_Required work_.
Using the data below, copy each line that includes the word "horse".

┄┄┄┄┄┄┄┄┄┄┄┄┄┄┄┄┄┄┄┄

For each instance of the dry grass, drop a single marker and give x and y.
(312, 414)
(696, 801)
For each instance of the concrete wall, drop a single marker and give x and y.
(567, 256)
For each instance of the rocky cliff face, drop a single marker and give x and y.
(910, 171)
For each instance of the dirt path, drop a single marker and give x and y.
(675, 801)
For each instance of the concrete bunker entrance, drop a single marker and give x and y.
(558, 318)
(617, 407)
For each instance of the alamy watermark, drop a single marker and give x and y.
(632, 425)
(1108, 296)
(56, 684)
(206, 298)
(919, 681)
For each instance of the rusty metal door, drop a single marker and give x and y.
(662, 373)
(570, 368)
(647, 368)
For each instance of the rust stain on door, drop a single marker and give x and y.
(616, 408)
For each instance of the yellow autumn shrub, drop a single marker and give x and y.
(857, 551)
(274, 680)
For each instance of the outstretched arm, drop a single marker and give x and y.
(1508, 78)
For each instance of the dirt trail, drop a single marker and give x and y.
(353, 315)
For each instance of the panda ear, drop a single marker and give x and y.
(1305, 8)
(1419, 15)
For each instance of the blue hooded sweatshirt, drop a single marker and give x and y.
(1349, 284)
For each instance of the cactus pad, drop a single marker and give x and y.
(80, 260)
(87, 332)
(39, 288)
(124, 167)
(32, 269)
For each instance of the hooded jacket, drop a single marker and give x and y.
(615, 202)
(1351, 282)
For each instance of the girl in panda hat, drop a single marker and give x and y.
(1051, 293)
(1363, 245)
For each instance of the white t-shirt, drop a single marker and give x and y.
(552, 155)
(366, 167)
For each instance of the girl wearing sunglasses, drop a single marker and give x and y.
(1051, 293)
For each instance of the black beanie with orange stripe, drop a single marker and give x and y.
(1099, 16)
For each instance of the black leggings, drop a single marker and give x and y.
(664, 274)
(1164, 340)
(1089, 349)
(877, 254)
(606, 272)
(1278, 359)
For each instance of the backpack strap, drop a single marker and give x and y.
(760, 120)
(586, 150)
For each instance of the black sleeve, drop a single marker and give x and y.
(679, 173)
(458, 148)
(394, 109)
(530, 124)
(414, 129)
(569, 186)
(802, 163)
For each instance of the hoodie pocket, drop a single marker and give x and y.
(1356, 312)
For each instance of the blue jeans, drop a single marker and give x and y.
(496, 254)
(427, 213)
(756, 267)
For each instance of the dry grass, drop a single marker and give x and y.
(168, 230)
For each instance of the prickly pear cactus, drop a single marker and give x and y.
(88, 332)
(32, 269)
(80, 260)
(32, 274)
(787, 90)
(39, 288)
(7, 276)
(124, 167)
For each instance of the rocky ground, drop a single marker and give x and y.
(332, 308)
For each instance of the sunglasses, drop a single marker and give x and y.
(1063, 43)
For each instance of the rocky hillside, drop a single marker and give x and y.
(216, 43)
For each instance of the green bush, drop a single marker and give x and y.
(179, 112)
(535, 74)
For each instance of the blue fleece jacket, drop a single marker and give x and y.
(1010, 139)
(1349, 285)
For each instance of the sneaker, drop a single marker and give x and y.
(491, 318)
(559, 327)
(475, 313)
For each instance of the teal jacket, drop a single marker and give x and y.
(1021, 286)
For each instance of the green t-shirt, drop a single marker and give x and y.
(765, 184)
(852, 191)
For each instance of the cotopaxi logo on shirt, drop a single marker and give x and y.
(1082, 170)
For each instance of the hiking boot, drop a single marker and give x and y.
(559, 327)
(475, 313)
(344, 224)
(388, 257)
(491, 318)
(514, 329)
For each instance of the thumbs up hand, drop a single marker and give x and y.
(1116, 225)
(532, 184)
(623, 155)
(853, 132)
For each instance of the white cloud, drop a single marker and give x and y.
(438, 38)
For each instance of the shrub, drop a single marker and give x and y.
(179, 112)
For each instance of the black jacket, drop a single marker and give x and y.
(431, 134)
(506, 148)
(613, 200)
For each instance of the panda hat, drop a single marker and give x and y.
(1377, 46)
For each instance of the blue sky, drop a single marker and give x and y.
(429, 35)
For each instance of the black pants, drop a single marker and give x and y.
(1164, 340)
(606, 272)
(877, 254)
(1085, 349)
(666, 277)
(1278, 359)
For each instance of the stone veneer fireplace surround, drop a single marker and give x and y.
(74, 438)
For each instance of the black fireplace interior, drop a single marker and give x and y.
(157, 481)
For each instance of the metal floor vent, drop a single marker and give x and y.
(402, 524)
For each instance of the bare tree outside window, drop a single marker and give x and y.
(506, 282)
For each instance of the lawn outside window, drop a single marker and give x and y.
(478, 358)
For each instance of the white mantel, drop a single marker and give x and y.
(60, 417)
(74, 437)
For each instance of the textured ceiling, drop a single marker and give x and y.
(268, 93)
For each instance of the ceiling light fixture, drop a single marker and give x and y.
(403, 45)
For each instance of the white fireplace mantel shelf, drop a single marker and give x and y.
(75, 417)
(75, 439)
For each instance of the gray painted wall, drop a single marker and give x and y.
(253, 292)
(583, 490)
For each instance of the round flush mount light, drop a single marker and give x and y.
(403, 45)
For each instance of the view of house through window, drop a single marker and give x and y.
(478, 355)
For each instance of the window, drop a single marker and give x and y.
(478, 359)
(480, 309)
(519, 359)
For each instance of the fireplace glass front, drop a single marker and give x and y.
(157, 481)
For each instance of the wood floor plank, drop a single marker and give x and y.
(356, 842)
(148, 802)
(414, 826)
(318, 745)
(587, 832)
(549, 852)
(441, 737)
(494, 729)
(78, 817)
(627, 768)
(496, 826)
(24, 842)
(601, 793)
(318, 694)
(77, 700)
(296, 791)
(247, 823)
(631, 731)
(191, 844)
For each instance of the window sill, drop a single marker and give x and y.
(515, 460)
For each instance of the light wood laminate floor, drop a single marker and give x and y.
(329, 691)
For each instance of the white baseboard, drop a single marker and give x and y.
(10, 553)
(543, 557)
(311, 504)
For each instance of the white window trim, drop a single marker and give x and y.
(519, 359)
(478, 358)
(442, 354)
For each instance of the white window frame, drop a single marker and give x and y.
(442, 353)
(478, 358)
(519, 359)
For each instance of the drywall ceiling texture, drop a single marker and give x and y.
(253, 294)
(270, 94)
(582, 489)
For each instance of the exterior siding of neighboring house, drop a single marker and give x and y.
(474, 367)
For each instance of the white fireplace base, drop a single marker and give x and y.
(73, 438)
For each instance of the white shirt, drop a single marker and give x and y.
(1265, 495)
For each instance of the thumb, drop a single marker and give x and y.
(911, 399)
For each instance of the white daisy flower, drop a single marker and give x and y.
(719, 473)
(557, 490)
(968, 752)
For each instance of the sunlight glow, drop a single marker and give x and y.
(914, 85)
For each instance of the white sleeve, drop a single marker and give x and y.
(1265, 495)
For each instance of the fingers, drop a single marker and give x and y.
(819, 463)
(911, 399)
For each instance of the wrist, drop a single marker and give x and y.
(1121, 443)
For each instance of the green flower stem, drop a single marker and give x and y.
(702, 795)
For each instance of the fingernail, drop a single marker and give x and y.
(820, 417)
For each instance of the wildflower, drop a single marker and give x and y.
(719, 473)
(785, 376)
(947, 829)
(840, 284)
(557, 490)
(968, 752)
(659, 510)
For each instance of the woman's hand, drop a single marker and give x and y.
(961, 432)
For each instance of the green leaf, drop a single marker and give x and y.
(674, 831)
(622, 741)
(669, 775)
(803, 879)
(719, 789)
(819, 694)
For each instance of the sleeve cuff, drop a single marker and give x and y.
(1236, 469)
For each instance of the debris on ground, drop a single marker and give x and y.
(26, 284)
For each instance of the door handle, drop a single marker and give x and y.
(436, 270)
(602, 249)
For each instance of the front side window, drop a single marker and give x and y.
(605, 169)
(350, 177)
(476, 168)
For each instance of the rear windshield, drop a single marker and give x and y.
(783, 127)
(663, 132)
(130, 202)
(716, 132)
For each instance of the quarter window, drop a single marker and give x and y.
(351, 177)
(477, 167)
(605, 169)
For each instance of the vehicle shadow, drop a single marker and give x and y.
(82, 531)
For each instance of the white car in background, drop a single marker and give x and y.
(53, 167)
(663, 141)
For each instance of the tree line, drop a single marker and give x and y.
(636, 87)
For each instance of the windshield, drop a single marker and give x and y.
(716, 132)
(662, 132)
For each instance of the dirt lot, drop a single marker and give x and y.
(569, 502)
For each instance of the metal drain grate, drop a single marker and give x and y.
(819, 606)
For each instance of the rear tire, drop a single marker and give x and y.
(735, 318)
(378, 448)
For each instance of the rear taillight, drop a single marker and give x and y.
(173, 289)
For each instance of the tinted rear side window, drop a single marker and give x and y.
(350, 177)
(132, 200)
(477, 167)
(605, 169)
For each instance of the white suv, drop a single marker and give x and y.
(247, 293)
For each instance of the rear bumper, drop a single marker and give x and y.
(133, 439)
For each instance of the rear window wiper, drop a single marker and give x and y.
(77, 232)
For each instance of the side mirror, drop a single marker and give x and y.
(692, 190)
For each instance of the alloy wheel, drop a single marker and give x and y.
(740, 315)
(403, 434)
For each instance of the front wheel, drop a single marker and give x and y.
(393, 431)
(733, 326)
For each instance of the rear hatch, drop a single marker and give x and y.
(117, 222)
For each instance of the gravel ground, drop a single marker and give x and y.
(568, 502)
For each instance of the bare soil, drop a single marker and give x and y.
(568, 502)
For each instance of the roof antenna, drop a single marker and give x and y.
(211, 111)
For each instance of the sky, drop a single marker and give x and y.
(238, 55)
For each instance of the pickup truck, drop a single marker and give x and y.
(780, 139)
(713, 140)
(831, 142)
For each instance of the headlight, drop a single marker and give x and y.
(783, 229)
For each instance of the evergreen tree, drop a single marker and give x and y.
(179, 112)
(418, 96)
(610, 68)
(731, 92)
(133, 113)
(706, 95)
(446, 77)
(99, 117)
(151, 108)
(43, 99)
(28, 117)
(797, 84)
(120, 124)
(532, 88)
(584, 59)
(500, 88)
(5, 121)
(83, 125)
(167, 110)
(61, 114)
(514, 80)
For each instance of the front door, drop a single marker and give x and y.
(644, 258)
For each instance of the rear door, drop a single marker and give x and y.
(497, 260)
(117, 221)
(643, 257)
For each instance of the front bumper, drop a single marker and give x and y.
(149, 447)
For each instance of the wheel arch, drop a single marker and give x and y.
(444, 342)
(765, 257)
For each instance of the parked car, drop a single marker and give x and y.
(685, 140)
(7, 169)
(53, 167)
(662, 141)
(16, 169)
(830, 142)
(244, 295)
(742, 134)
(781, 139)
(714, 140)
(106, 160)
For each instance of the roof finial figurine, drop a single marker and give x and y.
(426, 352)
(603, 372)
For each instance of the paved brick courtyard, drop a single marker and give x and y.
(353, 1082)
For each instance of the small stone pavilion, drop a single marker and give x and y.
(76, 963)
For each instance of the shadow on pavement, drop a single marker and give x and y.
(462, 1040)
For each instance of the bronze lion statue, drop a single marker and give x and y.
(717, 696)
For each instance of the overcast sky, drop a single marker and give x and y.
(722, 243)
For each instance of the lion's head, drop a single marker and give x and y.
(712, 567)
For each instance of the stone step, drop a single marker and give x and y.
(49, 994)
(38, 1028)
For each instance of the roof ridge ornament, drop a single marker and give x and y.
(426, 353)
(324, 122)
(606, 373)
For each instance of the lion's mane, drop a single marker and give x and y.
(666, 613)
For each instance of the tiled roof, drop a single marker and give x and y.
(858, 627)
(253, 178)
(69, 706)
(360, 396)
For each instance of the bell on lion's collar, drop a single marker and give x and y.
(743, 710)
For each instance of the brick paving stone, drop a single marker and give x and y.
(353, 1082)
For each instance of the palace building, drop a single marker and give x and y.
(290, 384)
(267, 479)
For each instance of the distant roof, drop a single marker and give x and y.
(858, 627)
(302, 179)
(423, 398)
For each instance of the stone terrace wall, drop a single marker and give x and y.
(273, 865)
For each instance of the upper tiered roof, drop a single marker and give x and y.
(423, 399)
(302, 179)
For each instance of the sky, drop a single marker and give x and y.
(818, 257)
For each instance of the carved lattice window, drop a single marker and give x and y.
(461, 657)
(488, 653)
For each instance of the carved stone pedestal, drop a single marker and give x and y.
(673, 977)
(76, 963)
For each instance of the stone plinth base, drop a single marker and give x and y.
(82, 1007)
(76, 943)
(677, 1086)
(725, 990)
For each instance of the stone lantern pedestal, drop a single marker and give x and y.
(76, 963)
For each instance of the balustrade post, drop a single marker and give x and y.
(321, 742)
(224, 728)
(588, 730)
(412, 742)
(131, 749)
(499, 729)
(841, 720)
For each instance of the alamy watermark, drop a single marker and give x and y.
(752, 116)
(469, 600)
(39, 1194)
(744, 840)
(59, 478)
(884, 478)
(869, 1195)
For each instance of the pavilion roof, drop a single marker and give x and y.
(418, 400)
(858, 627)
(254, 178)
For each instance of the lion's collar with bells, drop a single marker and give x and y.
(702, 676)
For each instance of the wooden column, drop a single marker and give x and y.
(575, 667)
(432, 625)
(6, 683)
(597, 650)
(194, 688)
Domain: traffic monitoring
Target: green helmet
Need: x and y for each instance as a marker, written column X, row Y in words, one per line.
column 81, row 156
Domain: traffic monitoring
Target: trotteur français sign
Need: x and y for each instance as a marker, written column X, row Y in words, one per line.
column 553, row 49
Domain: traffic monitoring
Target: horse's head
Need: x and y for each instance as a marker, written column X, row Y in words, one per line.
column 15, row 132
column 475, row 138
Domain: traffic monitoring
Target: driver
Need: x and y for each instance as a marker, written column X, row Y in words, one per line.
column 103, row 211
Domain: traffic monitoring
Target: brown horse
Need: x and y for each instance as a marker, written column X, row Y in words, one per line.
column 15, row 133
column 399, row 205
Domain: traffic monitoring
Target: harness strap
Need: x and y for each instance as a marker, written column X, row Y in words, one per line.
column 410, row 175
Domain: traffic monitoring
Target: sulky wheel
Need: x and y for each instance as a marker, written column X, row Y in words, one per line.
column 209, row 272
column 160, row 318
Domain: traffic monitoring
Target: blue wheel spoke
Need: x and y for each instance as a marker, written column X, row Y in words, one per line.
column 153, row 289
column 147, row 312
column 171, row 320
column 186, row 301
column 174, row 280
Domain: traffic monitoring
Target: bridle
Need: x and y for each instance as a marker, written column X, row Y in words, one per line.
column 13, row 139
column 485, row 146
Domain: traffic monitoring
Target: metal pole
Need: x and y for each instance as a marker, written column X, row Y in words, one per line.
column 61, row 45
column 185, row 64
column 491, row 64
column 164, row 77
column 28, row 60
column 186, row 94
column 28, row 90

┄┄┄┄┄┄┄┄┄┄┄┄┄┄┄┄┄┄┄┄

_Written answer_.
Target: horse's head
Target: brown horse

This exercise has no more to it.